The vocabulary and the tagset should be stored in Python dictionaries, mapping each word (or tag) to an index (integer). This is similar to what is done in the W6/W7 workshop notebooks. The preprocessed corpora should contain indices only, as in the workshop.

Let's start with the PTB data. You should iterate over all sentences and words, and build the vocabulary and the tagset. Important: make sure you <b>lowercase</b> words before they are added to the dictionary. You should also generate the preprocessed corpus. It should be a list where each element is a tagged sentence, represented as another list of (word, tag) indices (which should correspond to the original words/tags). Print the first preprocessed sentence, the index for the word 'electricity' and the length of the full tagset. (0.5)


In [1]:
from nltk.corpus import treebank
from collections import defaultdict
import re

#generate preprocessed corpus

# reference from WSTA_N7_unsupervised_HMMs
def preprocessing():
    """create word and tag list and transform corpus
    into a corpus of (word,tag) pair list
    return: transformed corpus, word index list, tag index list
    """
    corpus = treebank.tagged_sents()
    word_numbers = {}
    tag_numbers = {}
    num_corpus = []
    for sent in corpus:
        num_sent = []
        for word, tag in sent:
            wi = word_numbers.setdefault(word.lower(), len(word_numbers))
            ti = tag_numbers.setdefault(tag, len(tag_numbers))
            num_sent.append((wi, ti))
        num_corpus.append(num_sent)
    return num_corpus,word_numbers,tag_numbers

#end of reference
        
        
corpus,volcabulary,tagset = preprocessing()
print(corpus[0])
print(volcabulary.get('electricity'))
print(len(tagset))

[(0, 0), (1, 0), (2, 1), (3, 2), (4, 3), (5, 4), (2, 1), (6, 5), (7, 6), (8, 7), (9, 8), (10, 9), (11, 7), (12, 4), (13, 8), (14, 0), (15, 2), (16, 10)]
1095
46


<b>Instructions</b>: now you should do the same with the twitter_samples dataset. From now on, we will refer this dataset as the **training** tweets. Since this data is not tagged, the preprocessed corpus should be a list where each element is another list containing indices only (instead of (word, tag) tuples). A tokenised version of twitter_samples is available through the method .tokenized(), use this method to read your corpus. Besides generating the corpus, you should also **update** the vocabulary with the new words from this corpus.

● **Information shown**:
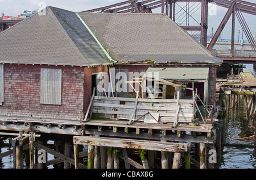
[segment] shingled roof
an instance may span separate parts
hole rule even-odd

● **Problems to work on**:
**1.** Answer these questions from the notebook text:
(a) What must be done to words before they are added to the dictionary?
(b) What index is printed for the word 'electricity'?
(c) Which method gives a tokenised version of twitter_samples?
**2.** Reproduce the notebook text, starting with "num_corpus.append(num_sent)" and going on through "print(volcabulary.get('electricity'))".
The data plays no part in this exercise.

● **Expected outputs**:
**1.**
(a) They must be lowercased.
(b) 1095
(c) .tokenized()

**2.**
num_corpus.append(num_sent)
    return num_corpus,word_numbers,tag_numbers

#end of reference
        
        
corpus,volcabulary,tagset = preprocessing()
print(corpus[0])
print(volcabulary.get('electricity'))